_Exercise goal_
Copy out each of the records below word for word, with no changes.

Region annotation entries
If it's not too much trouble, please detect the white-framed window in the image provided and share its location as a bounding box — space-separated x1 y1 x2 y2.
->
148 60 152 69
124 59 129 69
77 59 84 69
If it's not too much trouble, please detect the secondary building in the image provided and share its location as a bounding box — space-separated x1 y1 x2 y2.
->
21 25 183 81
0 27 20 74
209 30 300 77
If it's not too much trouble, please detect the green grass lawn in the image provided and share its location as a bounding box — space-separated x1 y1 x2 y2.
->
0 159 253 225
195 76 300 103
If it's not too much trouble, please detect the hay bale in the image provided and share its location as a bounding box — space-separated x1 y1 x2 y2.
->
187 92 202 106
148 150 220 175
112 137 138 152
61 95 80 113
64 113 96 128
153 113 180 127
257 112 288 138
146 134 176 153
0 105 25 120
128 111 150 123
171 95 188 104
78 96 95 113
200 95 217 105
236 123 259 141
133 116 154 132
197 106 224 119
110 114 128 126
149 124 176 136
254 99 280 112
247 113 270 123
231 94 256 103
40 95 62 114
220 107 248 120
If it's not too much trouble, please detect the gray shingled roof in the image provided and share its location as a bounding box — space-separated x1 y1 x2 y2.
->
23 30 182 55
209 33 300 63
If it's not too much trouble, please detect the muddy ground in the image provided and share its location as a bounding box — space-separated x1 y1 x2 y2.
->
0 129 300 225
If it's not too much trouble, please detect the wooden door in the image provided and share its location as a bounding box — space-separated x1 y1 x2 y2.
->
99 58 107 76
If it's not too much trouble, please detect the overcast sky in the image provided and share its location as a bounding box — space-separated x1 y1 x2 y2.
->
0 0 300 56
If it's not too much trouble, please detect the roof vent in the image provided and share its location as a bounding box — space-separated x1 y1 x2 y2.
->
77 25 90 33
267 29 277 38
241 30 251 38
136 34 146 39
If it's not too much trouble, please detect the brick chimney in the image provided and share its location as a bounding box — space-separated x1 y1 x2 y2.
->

_Task solution_
If it's not too much trouble, please detect the white-framed window in the image provided and share its location as a bounding box — space-separated x1 y1 x2 y2.
->
148 60 152 69
124 59 129 69
77 59 84 69
If it's not too much trouble, please detect the secondary building in the image provided and share its location as a bounding box — space-separated x1 y1 x2 y2.
->
21 25 183 81
0 27 20 74
209 30 300 77
If it's not too much trouble, please detect the green grass lawn in the image provided and share its location as a bounding box — space-separated x1 y1 x2 y2.
->
0 159 253 225
195 76 300 103
If it's not too much trouble, please detect the hay bale in the image provided and share its location as a bounding box — space-separated x1 y1 x2 y2.
->
187 92 202 106
148 150 220 175
112 137 138 152
61 95 80 113
64 113 96 128
153 113 180 127
257 112 288 138
146 134 176 153
0 105 25 120
128 111 150 123
171 95 188 104
78 96 95 113
200 95 217 105
236 123 259 141
133 116 154 132
197 106 224 119
110 114 128 126
149 124 176 136
254 99 280 112
247 113 270 123
231 94 256 103
40 95 62 114
220 107 248 120
If it's not too much trouble, please detect the gray shingled roof in the image provided and share its location as a bounding box — space-separated x1 y1 x2 y2.
->
23 30 182 55
209 33 300 63
If it's not too much trouble, please detect the muddy ground in the image provided and share its location as a bounding box — space-separated x1 y1 x2 y2.
->
0 129 300 225
If it's not too much trouble, please detect the wooden door in the image provided and share its location as a bounding box — space-separated x1 y1 x2 y2.
->
99 58 107 76
If it's not too much trouble, please detect the overcast sky in the image provided and share its location as a bounding box — space-separated x1 y1 x2 y2.
->
0 0 300 56
If it's not too much trouble, please detect the roof vent in the image provided and share its location as a bounding box — space-separated x1 y1 x2 y2.
->
77 25 90 33
267 29 277 38
241 30 251 38
136 34 146 39
If it's not too much trouble, please detect the brick chimney in the image provided and share its location as a bounding box — space-separated x1 y1 x2 y2.
->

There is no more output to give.